Requirement - Find every line in the items that contains the word "white" and copy each such line. Case counts.

++++ Task input ++++

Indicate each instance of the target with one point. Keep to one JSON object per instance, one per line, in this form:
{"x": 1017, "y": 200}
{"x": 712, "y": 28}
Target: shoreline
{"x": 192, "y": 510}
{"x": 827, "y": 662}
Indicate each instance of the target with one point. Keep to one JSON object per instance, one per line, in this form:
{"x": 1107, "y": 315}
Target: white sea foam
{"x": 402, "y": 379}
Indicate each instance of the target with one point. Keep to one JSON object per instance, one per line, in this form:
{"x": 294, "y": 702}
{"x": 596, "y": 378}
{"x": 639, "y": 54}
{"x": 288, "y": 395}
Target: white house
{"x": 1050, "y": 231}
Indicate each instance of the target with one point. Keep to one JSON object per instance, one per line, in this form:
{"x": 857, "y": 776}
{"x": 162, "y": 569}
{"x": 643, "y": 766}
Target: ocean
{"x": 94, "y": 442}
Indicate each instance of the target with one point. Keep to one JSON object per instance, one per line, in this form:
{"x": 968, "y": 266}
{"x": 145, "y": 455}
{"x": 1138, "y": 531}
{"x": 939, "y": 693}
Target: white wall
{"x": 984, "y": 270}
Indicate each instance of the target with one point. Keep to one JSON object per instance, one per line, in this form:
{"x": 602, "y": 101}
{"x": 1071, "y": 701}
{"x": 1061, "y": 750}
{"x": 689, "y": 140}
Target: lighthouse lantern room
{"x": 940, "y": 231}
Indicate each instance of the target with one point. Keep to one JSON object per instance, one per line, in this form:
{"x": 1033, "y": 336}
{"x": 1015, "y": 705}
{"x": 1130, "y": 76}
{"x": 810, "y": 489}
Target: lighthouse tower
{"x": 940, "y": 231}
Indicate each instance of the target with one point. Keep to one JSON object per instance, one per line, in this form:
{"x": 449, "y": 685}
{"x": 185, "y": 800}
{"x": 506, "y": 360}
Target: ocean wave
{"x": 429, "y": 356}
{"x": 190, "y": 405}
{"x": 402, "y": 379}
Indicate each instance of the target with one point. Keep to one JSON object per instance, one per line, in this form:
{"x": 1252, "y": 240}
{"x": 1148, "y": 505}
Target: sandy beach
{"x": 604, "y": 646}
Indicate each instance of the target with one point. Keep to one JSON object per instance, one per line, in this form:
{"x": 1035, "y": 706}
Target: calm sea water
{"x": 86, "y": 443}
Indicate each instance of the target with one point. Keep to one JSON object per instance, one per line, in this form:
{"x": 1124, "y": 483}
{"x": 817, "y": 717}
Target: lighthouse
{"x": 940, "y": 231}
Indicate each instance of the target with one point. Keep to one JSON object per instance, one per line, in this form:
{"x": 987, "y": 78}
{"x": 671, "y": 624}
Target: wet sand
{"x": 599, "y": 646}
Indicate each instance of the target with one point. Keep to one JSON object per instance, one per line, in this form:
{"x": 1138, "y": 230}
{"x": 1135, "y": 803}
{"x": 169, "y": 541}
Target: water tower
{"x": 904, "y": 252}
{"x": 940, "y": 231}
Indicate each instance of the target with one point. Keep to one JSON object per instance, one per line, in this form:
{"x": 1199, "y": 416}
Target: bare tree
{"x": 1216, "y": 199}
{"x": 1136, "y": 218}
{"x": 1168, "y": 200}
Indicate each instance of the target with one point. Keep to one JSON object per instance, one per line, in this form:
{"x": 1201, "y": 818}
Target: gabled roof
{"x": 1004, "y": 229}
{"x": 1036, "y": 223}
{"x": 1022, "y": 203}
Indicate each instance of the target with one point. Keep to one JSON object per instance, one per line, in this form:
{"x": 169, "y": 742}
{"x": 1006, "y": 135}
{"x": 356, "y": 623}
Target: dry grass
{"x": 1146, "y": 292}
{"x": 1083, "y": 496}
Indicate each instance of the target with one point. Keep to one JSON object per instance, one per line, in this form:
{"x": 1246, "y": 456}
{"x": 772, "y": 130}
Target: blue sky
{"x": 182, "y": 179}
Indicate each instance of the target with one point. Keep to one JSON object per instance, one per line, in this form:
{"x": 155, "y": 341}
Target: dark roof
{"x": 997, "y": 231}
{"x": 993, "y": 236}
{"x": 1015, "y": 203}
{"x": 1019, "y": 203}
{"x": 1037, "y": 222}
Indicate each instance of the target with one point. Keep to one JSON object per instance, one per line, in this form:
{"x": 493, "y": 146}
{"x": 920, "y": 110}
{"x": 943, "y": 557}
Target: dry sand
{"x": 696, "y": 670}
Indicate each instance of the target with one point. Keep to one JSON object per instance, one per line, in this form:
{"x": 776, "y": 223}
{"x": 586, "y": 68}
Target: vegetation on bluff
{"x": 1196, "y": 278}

++++

Exercise answer -
Target: white sea foam
Target: white house
Target: white wall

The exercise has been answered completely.